Recopiez à l'identique l'ensemble des lignes ci-dessous, en omettant les images dans votre réponse.
::: EXTRAITS DE DONNÉES :::
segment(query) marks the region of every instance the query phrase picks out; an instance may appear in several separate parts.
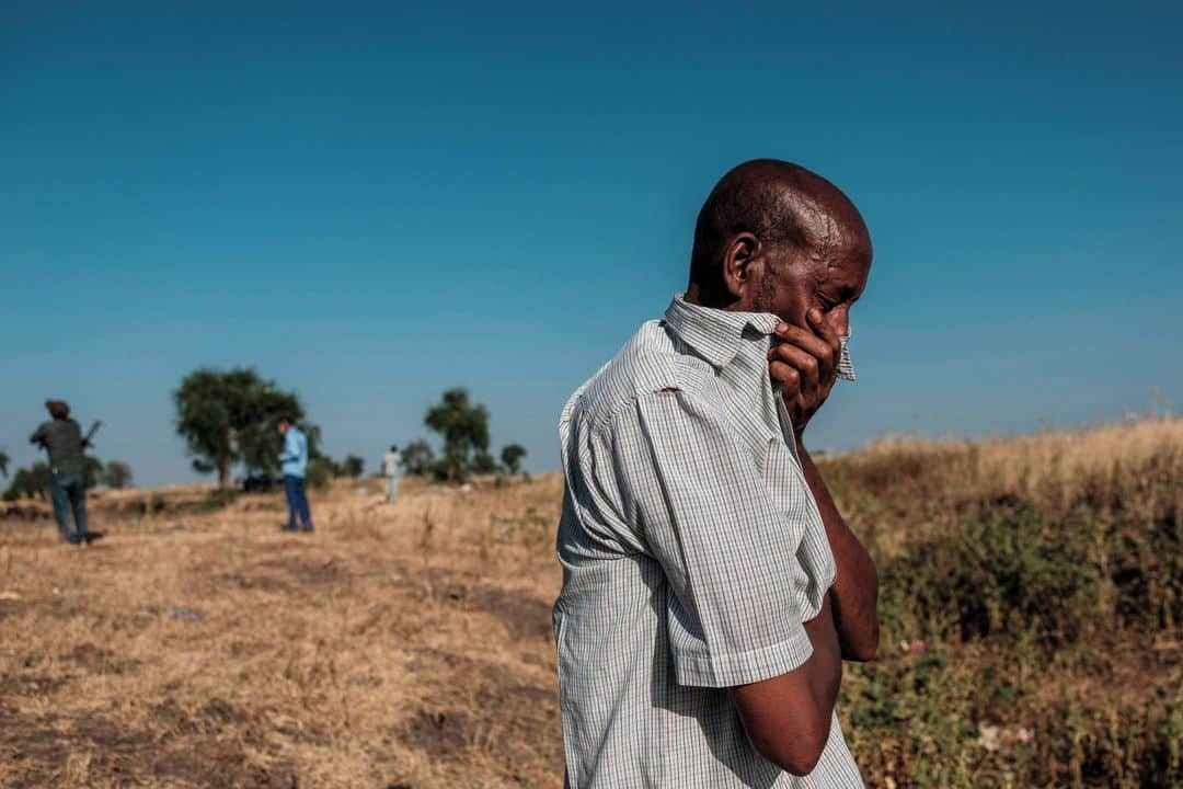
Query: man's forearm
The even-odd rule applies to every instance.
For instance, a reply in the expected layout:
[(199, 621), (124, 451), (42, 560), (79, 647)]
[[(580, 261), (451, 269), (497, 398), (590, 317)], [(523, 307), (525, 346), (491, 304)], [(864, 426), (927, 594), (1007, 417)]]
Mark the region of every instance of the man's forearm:
[(822, 600), (817, 616), (804, 622), (814, 653), (809, 661), (810, 688), (821, 718), (829, 720), (842, 685), (842, 651), (829, 596)]
[(826, 537), (838, 569), (829, 597), (842, 657), (847, 660), (871, 660), (879, 648), (879, 574), (862, 543), (842, 520), (821, 472), (800, 439), (797, 451), (806, 483), (826, 525)]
:::
RÉPONSE COMPLÈTE:
segment(query) marks the region of every instance the query phrase picks out; an instance may appear in several separate parts.
Query: man's forearm
The even-odd rule applies to every instance.
For instance, a reply in the expected layout:
[(199, 621), (124, 451), (42, 560), (79, 647)]
[[(580, 261), (451, 269), (497, 398), (590, 317)], [(523, 307), (525, 346), (491, 304)], [(864, 426), (927, 594), (1007, 417)]]
Mark the region of every instance of the man's forearm:
[(822, 600), (817, 616), (804, 622), (814, 653), (809, 661), (810, 688), (821, 718), (829, 720), (842, 685), (842, 651), (829, 596)]
[(826, 537), (838, 569), (829, 597), (842, 657), (847, 660), (871, 660), (879, 648), (879, 574), (862, 543), (842, 520), (821, 472), (800, 439), (797, 451), (806, 483), (826, 525)]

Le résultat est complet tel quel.